What is required: Nothing belongs in the answer except the lines of the material that include "face".

Records for the exercise:
= = = = = = =

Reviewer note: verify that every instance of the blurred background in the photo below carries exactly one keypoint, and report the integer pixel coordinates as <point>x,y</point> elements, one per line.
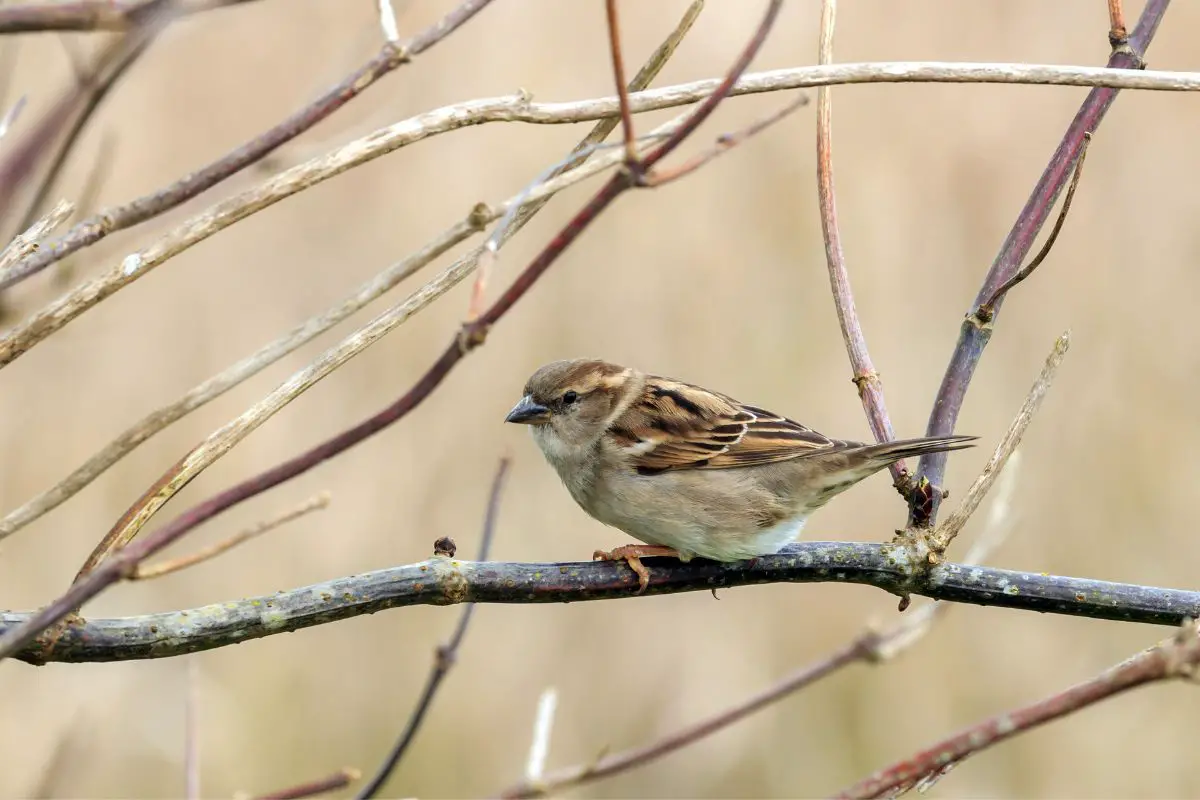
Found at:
<point>718,280</point>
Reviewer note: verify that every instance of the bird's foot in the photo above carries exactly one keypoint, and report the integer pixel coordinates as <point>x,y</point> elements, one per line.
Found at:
<point>633,554</point>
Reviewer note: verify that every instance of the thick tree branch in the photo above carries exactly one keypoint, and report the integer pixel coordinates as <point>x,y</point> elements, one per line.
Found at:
<point>443,582</point>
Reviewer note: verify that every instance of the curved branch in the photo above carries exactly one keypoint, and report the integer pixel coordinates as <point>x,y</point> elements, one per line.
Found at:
<point>976,329</point>
<point>443,582</point>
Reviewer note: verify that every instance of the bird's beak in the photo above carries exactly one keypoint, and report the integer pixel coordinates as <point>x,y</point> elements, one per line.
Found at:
<point>527,411</point>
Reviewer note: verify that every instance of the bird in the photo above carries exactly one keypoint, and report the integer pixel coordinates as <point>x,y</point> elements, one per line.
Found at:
<point>685,470</point>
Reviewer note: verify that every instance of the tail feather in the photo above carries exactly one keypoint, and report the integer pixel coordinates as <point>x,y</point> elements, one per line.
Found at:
<point>892,451</point>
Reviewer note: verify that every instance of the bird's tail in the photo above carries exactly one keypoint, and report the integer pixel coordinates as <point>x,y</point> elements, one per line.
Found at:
<point>891,451</point>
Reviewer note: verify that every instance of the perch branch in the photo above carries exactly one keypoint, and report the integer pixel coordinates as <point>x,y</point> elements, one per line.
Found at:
<point>93,578</point>
<point>442,582</point>
<point>865,378</point>
<point>975,334</point>
<point>519,108</point>
<point>873,645</point>
<point>445,655</point>
<point>521,209</point>
<point>100,226</point>
<point>1176,657</point>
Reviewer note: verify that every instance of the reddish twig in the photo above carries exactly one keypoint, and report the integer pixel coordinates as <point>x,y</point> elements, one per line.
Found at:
<point>94,89</point>
<point>865,378</point>
<point>1119,37</point>
<point>472,335</point>
<point>1175,657</point>
<point>23,160</point>
<point>444,656</point>
<point>339,780</point>
<point>89,14</point>
<point>97,227</point>
<point>987,306</point>
<point>975,334</point>
<point>145,571</point>
<point>871,647</point>
<point>618,70</point>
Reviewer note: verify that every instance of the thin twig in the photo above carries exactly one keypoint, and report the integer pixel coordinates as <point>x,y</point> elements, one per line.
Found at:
<point>1176,657</point>
<point>90,14</point>
<point>100,226</point>
<point>946,531</point>
<point>441,583</point>
<point>1117,34</point>
<point>618,70</point>
<point>124,560</point>
<point>985,308</point>
<point>973,337</point>
<point>543,729</point>
<point>873,645</point>
<point>11,115</point>
<point>865,378</point>
<point>145,571</point>
<point>517,108</point>
<point>725,143</point>
<point>29,241</point>
<point>516,212</point>
<point>339,780</point>
<point>444,656</point>
<point>93,91</point>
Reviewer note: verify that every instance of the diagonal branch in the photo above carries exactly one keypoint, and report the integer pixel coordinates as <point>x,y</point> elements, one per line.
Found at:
<point>444,657</point>
<point>865,378</point>
<point>472,335</point>
<point>520,209</point>
<point>1176,657</point>
<point>975,334</point>
<point>108,221</point>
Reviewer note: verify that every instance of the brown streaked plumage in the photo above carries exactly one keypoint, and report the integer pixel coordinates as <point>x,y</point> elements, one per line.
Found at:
<point>688,470</point>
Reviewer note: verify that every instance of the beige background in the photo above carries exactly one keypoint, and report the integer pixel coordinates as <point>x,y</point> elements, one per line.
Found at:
<point>719,280</point>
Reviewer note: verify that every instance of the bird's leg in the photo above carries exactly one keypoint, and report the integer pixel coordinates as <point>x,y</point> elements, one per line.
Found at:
<point>633,554</point>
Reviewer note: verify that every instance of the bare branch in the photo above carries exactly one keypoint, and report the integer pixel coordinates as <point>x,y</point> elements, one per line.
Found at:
<point>873,647</point>
<point>445,655</point>
<point>145,571</point>
<point>438,582</point>
<point>1176,657</point>
<point>946,533</point>
<point>93,579</point>
<point>865,378</point>
<point>339,780</point>
<point>515,212</point>
<point>100,226</point>
<point>973,337</point>
<point>987,306</point>
<point>91,14</point>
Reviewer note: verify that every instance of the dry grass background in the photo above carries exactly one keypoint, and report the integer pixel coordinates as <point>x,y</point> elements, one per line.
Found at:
<point>719,280</point>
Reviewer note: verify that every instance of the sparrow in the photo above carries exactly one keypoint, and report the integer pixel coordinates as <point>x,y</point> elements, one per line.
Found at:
<point>687,470</point>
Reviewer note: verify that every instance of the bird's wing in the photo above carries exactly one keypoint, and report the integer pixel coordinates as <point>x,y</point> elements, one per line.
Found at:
<point>678,426</point>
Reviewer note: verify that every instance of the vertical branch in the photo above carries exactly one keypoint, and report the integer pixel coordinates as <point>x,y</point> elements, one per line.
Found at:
<point>618,70</point>
<point>445,655</point>
<point>870,390</point>
<point>975,334</point>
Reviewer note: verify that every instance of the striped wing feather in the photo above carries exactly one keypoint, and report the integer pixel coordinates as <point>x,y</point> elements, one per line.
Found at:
<point>679,426</point>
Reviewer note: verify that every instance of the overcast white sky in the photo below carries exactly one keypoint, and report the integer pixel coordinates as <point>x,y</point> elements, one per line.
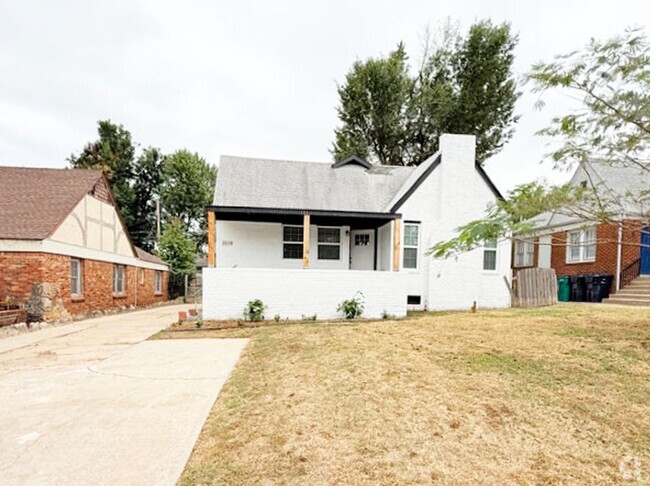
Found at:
<point>246,78</point>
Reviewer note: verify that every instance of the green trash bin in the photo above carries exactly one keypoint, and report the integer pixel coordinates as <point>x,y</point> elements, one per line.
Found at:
<point>563,288</point>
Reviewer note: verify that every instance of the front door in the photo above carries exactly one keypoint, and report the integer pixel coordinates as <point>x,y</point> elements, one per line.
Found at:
<point>362,250</point>
<point>645,251</point>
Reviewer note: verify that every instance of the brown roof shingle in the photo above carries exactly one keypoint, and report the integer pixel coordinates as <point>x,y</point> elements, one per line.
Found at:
<point>148,257</point>
<point>34,202</point>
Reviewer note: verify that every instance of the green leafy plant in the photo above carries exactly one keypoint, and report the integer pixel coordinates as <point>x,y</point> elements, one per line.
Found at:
<point>254,310</point>
<point>352,308</point>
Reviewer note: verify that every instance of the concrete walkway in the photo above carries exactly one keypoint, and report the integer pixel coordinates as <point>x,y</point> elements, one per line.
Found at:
<point>93,403</point>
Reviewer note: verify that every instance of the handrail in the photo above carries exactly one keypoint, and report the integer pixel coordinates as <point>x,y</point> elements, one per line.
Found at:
<point>630,272</point>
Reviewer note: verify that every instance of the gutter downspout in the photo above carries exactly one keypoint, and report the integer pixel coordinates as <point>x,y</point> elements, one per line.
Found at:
<point>619,252</point>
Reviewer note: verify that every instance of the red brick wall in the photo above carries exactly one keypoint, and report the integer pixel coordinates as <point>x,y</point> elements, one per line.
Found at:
<point>606,250</point>
<point>18,271</point>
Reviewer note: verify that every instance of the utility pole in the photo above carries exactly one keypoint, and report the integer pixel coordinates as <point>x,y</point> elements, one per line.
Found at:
<point>157,220</point>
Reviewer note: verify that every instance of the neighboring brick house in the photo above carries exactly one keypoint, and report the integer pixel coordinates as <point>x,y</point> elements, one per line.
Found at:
<point>61,227</point>
<point>573,246</point>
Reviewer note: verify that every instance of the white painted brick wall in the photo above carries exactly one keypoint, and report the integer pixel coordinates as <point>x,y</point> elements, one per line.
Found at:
<point>293,293</point>
<point>453,195</point>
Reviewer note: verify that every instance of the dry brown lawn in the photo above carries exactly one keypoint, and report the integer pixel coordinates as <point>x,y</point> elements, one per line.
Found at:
<point>558,395</point>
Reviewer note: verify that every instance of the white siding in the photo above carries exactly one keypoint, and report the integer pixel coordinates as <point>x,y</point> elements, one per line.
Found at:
<point>544,252</point>
<point>296,293</point>
<point>259,245</point>
<point>384,247</point>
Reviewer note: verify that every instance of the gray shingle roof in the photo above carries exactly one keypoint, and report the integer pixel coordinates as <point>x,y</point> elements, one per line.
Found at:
<point>282,184</point>
<point>623,188</point>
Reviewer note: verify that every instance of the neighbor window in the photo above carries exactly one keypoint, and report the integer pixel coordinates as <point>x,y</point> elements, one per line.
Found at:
<point>292,242</point>
<point>524,253</point>
<point>118,279</point>
<point>581,246</point>
<point>411,242</point>
<point>76,277</point>
<point>157,282</point>
<point>490,255</point>
<point>329,243</point>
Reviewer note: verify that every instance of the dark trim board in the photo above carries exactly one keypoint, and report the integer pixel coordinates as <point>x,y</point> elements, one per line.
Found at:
<point>356,220</point>
<point>489,182</point>
<point>374,262</point>
<point>416,184</point>
<point>352,159</point>
<point>428,172</point>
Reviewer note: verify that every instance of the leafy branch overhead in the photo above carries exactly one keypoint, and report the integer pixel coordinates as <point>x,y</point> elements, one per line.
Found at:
<point>611,128</point>
<point>463,85</point>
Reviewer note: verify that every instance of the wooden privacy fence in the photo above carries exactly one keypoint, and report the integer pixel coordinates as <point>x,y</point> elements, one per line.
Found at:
<point>533,287</point>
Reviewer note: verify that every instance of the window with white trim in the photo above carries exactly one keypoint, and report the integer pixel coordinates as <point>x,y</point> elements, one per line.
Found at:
<point>524,253</point>
<point>581,245</point>
<point>411,245</point>
<point>292,242</point>
<point>118,279</point>
<point>329,243</point>
<point>490,255</point>
<point>76,277</point>
<point>157,282</point>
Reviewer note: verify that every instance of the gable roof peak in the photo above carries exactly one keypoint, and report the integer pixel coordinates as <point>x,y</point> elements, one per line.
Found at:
<point>352,160</point>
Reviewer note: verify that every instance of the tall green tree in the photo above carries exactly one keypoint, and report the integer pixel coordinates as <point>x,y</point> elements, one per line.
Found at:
<point>187,187</point>
<point>147,172</point>
<point>176,248</point>
<point>464,85</point>
<point>113,153</point>
<point>373,109</point>
<point>611,78</point>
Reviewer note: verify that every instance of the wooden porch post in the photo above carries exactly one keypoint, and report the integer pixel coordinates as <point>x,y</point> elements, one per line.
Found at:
<point>305,240</point>
<point>211,235</point>
<point>396,245</point>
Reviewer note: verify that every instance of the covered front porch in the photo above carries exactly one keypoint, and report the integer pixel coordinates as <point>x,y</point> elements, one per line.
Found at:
<point>303,239</point>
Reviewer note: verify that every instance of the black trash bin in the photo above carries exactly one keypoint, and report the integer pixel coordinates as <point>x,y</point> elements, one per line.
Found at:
<point>578,290</point>
<point>604,284</point>
<point>592,288</point>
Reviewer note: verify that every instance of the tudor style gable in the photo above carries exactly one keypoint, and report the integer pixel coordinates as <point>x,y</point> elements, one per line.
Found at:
<point>94,223</point>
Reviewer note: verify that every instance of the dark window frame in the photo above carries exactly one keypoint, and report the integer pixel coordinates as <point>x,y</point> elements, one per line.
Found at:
<point>326,243</point>
<point>411,252</point>
<point>291,246</point>
<point>119,279</point>
<point>78,277</point>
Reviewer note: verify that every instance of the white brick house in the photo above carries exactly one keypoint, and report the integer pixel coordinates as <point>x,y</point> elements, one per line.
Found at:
<point>303,236</point>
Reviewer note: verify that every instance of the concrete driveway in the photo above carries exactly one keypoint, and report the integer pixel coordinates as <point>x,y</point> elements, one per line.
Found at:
<point>92,402</point>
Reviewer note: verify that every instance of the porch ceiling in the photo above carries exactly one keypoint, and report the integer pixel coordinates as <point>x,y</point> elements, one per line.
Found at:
<point>356,220</point>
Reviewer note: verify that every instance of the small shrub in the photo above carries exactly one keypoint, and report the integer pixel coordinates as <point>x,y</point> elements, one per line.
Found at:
<point>352,308</point>
<point>254,310</point>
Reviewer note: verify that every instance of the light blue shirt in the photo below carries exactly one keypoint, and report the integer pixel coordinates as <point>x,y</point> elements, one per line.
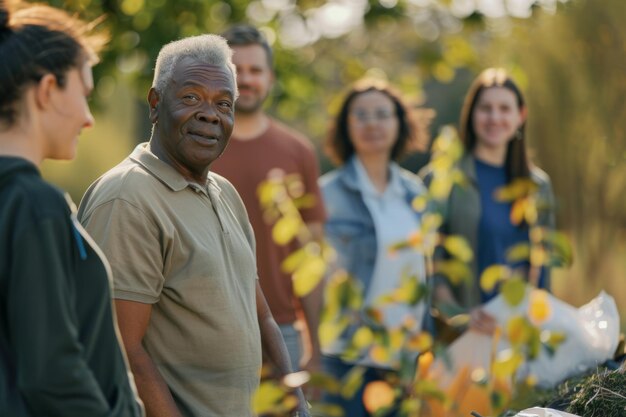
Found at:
<point>394,221</point>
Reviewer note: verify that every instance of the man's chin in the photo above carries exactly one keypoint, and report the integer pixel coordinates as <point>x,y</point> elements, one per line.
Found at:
<point>248,108</point>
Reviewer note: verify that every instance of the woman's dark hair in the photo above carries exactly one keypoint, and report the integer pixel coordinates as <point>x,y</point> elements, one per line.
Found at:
<point>244,35</point>
<point>516,163</point>
<point>411,133</point>
<point>36,40</point>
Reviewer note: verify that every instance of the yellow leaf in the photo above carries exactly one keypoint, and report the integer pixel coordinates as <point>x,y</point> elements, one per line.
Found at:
<point>378,395</point>
<point>380,354</point>
<point>420,203</point>
<point>514,290</point>
<point>539,309</point>
<point>492,275</point>
<point>285,229</point>
<point>421,342</point>
<point>352,381</point>
<point>424,362</point>
<point>518,330</point>
<point>362,338</point>
<point>308,276</point>
<point>507,363</point>
<point>458,247</point>
<point>267,191</point>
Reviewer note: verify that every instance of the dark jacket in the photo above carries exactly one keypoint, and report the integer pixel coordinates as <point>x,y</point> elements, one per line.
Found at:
<point>59,351</point>
<point>461,216</point>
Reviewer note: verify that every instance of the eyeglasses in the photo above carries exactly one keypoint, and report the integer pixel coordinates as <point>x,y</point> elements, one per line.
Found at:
<point>363,117</point>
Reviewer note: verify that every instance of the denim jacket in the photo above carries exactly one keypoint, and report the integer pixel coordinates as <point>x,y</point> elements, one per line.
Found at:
<point>350,226</point>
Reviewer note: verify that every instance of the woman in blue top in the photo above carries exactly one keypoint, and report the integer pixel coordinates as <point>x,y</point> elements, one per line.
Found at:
<point>368,201</point>
<point>492,129</point>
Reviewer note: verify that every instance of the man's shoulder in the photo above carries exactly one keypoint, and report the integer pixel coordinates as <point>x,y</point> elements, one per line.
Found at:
<point>128,181</point>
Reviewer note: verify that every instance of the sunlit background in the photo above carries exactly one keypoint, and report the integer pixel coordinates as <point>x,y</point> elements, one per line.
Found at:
<point>569,57</point>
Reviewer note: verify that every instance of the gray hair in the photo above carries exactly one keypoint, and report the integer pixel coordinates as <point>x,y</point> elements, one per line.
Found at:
<point>207,49</point>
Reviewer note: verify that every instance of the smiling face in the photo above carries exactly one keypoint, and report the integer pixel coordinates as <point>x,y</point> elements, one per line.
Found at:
<point>193,117</point>
<point>254,77</point>
<point>373,124</point>
<point>496,117</point>
<point>69,113</point>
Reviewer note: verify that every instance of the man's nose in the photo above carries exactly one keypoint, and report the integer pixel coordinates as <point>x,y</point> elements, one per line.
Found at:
<point>207,114</point>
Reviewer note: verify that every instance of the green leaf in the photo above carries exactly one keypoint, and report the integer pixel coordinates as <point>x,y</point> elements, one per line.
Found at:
<point>458,247</point>
<point>514,290</point>
<point>455,270</point>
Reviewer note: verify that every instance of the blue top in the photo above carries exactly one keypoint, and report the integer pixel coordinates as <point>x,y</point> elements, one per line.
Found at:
<point>496,233</point>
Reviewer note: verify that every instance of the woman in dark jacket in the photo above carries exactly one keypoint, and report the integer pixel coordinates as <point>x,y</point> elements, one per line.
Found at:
<point>492,129</point>
<point>59,348</point>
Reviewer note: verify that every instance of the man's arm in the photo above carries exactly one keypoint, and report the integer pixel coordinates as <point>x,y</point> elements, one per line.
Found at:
<point>274,348</point>
<point>133,318</point>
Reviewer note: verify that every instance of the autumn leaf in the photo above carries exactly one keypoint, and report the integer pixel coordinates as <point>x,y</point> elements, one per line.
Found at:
<point>378,395</point>
<point>506,364</point>
<point>492,275</point>
<point>518,330</point>
<point>458,247</point>
<point>513,290</point>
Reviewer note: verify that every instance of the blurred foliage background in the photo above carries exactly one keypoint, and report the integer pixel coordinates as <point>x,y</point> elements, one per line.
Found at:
<point>568,55</point>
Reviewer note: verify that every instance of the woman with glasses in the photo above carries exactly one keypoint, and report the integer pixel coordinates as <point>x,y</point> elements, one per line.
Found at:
<point>369,199</point>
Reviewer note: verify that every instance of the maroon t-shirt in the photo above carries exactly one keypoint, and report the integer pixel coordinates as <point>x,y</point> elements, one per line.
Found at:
<point>247,163</point>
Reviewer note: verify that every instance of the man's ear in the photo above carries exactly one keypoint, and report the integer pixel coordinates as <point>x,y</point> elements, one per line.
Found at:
<point>44,89</point>
<point>153,101</point>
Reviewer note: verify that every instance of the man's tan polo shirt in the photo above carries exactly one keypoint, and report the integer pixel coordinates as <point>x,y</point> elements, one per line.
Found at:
<point>188,251</point>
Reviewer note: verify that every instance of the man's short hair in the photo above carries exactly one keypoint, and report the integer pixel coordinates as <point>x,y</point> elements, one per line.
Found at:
<point>244,35</point>
<point>206,49</point>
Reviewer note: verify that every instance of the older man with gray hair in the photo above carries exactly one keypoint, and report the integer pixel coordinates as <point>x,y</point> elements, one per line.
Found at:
<point>192,316</point>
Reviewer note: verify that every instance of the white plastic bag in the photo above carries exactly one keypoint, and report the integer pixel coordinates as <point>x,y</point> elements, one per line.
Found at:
<point>592,333</point>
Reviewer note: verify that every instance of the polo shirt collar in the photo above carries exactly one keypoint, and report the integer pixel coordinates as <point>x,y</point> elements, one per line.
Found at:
<point>165,172</point>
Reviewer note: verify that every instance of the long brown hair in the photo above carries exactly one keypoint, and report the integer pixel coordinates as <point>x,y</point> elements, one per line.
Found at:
<point>516,163</point>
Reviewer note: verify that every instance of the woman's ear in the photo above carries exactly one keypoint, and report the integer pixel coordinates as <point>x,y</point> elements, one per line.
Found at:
<point>523,115</point>
<point>153,102</point>
<point>44,89</point>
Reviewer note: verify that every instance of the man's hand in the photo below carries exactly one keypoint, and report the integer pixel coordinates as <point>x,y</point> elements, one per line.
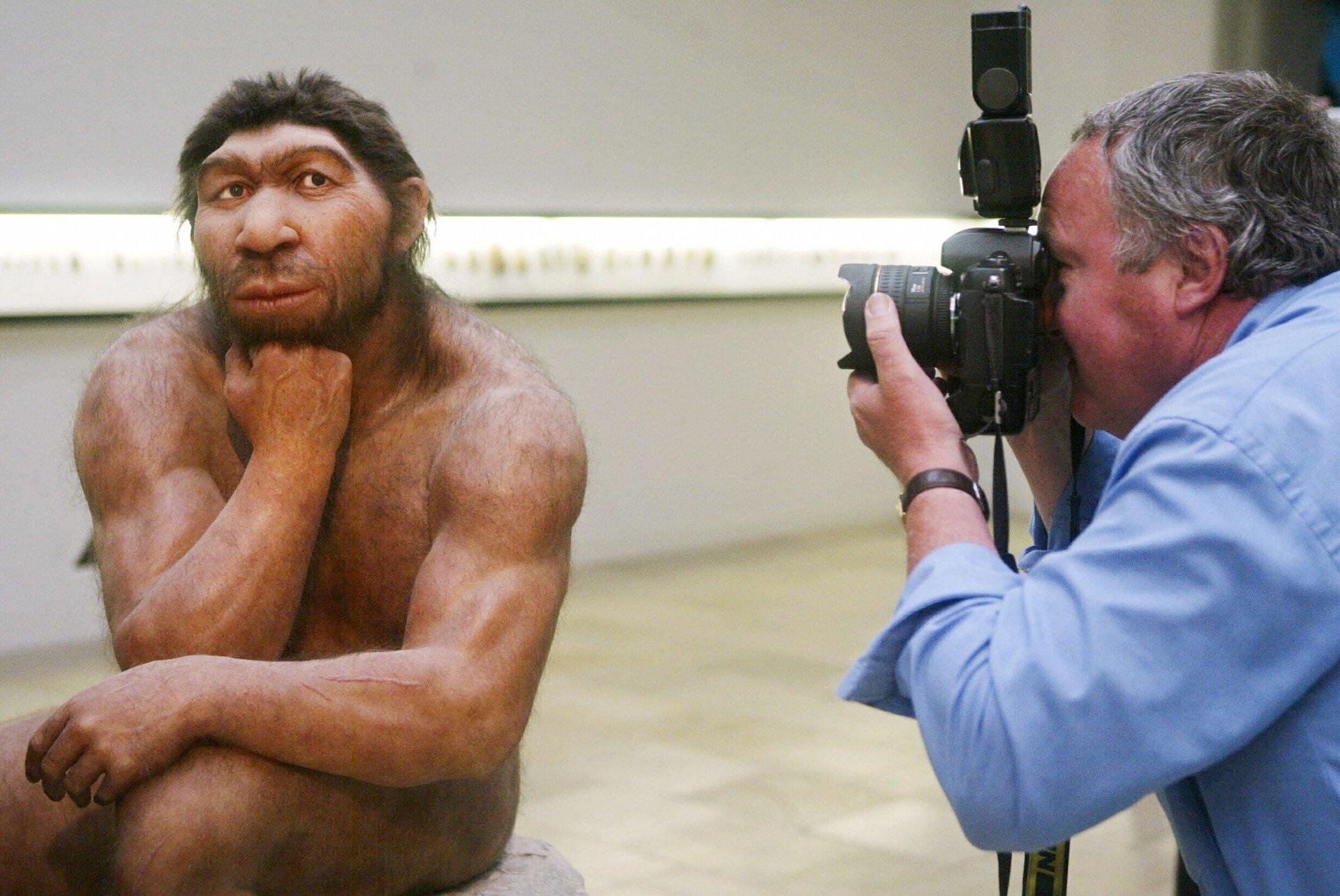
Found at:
<point>290,398</point>
<point>904,417</point>
<point>124,730</point>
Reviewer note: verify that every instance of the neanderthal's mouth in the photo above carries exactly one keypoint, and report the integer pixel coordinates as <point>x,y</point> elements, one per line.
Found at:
<point>272,297</point>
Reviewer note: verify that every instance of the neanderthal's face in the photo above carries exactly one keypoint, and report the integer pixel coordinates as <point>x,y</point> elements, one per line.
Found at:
<point>292,234</point>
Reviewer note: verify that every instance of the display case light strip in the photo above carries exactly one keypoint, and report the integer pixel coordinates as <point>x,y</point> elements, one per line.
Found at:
<point>100,264</point>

= = = = = = =

Expected answer:
Reviewer note: verify that every instance of the smiling face in the photo above carries exactly one keypoint, and report the integer pixel coordinates as <point>x,y</point> elements, one per line.
Reviewer note: verify that every instance of the neanderthal's face in the photo above carries exactly one keypoint, and report the integer pixel coordinates as <point>x,y</point> elements, one per line.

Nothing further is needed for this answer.